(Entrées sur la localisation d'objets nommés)
= = = =

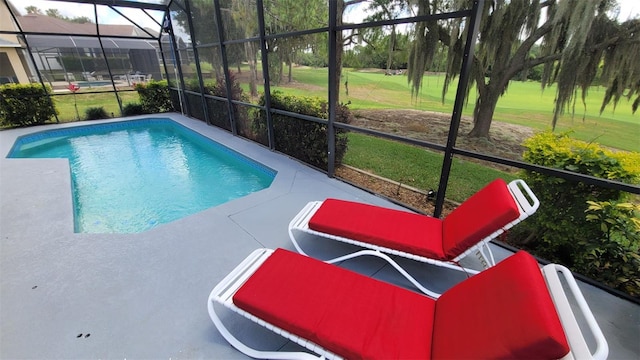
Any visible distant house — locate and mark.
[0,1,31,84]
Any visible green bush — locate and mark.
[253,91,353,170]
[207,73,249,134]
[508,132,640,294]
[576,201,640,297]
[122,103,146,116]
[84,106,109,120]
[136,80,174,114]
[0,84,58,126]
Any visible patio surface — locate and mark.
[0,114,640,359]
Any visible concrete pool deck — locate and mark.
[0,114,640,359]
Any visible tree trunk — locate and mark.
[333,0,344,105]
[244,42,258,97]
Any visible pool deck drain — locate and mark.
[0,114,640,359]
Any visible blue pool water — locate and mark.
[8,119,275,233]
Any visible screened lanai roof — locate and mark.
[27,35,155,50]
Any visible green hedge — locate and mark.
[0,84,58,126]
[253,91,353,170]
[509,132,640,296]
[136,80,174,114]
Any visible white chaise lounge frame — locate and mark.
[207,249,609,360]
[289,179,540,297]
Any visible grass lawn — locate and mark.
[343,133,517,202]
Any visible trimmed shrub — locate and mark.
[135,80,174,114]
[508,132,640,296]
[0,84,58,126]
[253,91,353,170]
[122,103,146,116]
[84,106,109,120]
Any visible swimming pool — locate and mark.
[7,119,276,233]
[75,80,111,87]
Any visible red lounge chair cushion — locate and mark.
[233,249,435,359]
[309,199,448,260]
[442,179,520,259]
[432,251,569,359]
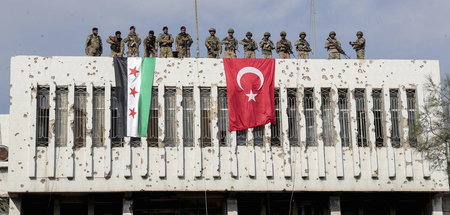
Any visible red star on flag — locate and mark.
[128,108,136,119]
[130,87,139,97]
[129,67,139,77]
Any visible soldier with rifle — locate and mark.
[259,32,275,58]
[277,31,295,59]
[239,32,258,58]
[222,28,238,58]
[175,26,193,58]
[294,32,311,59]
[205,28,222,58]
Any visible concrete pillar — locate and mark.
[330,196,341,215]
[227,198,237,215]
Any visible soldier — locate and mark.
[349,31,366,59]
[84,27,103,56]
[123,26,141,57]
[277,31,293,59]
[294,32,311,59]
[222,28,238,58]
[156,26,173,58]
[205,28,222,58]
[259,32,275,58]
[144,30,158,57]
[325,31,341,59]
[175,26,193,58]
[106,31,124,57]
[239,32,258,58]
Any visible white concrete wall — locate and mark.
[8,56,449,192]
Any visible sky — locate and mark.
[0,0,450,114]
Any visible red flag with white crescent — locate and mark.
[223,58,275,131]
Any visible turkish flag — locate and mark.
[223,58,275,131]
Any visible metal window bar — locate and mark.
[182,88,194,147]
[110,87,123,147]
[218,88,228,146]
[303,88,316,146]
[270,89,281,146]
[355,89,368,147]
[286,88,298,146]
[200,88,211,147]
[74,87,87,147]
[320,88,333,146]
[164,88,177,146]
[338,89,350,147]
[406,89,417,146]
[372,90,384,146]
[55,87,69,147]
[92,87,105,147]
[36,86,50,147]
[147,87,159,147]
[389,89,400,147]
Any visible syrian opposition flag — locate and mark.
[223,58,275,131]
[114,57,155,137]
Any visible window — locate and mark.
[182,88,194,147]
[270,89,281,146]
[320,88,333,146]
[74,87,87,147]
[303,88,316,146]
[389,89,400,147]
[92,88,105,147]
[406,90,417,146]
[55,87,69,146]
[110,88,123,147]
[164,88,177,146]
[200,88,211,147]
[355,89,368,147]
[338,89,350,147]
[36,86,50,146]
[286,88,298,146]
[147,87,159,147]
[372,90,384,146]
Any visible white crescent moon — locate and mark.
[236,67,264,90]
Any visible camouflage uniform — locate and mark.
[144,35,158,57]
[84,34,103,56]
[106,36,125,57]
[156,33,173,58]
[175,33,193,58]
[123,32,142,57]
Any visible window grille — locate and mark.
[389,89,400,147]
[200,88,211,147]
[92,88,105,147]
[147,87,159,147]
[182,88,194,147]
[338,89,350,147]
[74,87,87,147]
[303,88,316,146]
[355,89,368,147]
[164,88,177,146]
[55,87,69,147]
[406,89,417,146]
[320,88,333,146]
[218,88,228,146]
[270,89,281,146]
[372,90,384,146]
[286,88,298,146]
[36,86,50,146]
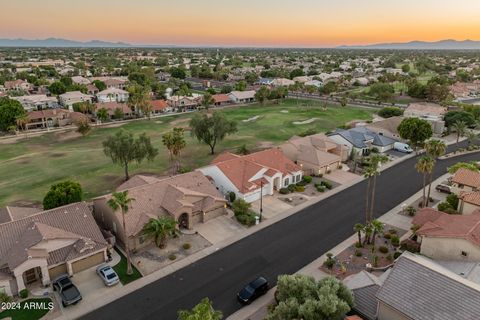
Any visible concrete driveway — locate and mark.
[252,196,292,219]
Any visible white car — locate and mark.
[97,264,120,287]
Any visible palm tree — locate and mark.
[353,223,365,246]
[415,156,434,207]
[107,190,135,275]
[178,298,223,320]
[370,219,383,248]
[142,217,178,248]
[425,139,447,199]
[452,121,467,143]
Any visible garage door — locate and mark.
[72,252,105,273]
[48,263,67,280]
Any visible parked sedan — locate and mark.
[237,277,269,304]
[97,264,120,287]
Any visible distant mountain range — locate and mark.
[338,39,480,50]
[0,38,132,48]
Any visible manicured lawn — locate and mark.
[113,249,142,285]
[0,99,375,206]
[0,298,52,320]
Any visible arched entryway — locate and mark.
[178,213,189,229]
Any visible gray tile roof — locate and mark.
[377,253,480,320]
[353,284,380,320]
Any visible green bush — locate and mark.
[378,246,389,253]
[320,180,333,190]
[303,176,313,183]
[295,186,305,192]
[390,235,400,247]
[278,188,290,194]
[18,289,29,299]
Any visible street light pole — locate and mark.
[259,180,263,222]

= = = =

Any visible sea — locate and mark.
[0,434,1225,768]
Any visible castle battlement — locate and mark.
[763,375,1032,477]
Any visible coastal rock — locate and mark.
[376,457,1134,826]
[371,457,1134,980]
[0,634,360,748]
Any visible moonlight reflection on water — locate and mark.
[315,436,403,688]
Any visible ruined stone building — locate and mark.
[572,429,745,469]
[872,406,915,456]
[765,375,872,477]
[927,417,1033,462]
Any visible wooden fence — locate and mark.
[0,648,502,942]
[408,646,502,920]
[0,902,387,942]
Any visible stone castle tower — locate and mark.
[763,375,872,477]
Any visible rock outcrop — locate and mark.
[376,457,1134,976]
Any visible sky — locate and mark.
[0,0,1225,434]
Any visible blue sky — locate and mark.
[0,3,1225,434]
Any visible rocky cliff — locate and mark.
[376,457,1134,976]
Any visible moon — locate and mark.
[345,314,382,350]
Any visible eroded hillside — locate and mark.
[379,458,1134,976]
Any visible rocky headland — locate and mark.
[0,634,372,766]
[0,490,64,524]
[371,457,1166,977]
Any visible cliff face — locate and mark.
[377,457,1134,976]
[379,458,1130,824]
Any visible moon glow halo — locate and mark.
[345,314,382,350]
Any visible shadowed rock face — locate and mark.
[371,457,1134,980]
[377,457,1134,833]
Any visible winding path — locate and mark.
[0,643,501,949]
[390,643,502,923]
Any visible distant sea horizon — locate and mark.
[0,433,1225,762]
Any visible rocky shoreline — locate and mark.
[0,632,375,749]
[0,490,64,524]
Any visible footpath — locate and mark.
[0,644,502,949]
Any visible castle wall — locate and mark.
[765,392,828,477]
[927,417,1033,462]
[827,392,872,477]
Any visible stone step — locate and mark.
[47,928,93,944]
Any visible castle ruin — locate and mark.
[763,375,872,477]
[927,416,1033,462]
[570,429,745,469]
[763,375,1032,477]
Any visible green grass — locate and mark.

= = = =

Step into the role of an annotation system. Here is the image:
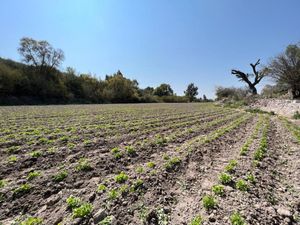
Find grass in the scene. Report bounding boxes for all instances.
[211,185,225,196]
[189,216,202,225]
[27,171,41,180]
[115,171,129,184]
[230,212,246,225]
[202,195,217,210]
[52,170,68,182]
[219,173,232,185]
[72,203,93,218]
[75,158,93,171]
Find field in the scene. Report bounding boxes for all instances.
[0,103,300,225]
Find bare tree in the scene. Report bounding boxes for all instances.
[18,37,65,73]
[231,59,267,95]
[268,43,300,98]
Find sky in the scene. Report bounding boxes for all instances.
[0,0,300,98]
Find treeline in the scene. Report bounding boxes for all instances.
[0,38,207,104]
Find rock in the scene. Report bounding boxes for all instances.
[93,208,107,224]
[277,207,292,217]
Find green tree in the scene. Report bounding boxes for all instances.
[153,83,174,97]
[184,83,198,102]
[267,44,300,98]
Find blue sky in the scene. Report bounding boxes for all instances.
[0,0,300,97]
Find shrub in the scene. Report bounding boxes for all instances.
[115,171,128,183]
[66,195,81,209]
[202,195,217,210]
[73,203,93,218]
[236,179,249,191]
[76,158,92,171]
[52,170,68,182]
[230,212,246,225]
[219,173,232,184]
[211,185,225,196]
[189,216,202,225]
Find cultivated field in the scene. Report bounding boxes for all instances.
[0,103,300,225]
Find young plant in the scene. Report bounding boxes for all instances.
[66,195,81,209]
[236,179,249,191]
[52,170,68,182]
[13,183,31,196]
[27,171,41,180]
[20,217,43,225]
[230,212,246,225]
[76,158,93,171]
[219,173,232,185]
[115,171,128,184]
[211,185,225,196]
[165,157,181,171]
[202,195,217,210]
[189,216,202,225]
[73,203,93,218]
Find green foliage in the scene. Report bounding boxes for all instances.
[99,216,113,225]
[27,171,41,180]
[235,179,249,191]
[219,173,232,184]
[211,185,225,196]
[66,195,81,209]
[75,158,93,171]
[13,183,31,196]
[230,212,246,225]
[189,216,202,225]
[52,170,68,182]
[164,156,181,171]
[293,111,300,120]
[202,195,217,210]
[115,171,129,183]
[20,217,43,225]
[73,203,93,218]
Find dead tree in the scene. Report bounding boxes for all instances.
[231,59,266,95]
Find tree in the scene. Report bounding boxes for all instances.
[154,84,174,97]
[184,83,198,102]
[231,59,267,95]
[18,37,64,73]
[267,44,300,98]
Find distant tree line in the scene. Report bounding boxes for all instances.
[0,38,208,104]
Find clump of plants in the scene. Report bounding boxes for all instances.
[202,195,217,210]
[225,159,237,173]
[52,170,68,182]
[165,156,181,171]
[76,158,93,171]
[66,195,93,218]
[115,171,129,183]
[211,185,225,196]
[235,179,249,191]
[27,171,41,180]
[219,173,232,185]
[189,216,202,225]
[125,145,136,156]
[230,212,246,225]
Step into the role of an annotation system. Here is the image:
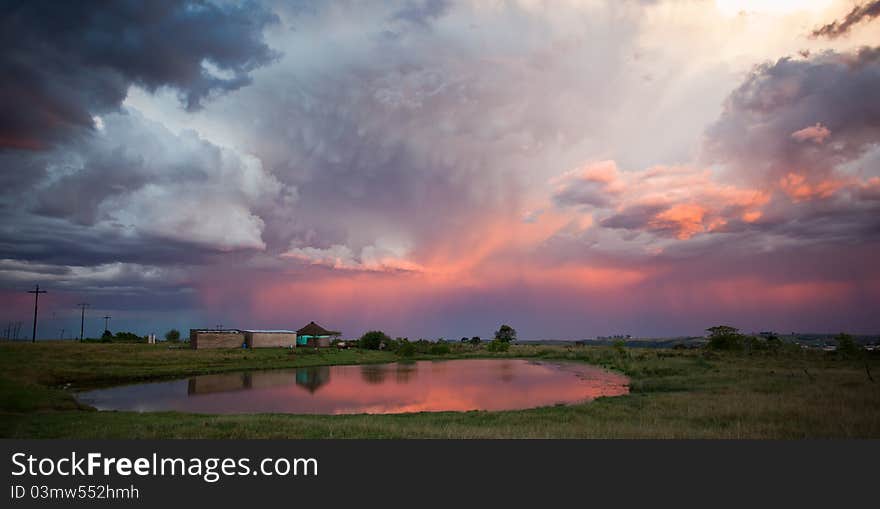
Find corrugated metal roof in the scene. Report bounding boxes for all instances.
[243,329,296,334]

= = = =

*OBJECTIF:* Reproduisez les enregistrements ci-dessus en partant de la ligne qui contient "Any visible red lounge" et en allant jusqu'à la ligne qui contient "[114,57,155,137]", bornes comprises, sans modifier le texte des lignes. Multipliez chaque coordonnée des réponses par 1,5, arrondissez à l'entier (les demis vers le haut) et laissez les images de côté.

*SOLUTION RÉDIGÉE:*
Any visible red lounge chair cushion — locate and mark.
[350,374,653,539]
[464,299,672,390]
[663,269,780,389]
[648,377,854,539]
Any visible red star on flag — locate and mark.
[192,162,204,179]
[195,131,209,146]
[194,101,209,116]
Any visible soldier with rifle — locate and mark.
[389,48,413,87]
[416,47,443,89]
[359,48,387,87]
[333,42,357,87]
[263,39,290,87]
[441,48,467,89]
[308,42,333,87]
Any visible concrete pillar — locate and mark.
[495,294,512,323]
[341,297,356,323]
Any visible soldier — locate and mark.
[524,47,549,89]
[126,41,155,84]
[185,39,212,86]
[416,47,440,89]
[441,48,467,89]
[333,42,357,87]
[234,39,260,87]
[308,42,333,87]
[389,48,413,87]
[216,45,237,86]
[488,47,512,89]
[263,39,290,87]
[159,47,186,86]
[359,48,387,87]
Any visible white concrete wall — locate and mark.
[12,84,674,288]
Any visible sky — locate and mark.
[0,0,675,171]
Any visible red flag with white crescent — locate and mark.
[335,87,413,197]
Any visible turkish flag — locate and mark.
[335,87,413,197]
Any visible metal window bar — locate and mark.
[273,132,291,221]
[165,131,185,221]
[327,132,342,219]
[455,132,474,219]
[405,134,422,219]
[533,134,552,221]
[429,132,447,219]
[300,132,317,221]
[111,131,131,221]
[480,132,500,219]
[246,132,266,219]
[507,134,525,221]
[609,134,626,219]
[558,135,576,219]
[83,131,104,221]
[138,131,158,221]
[54,129,75,221]
[221,131,239,221]
[584,134,600,221]
Any visible syrian opposition flag — locate and mark.
[335,87,413,197]
[171,86,233,206]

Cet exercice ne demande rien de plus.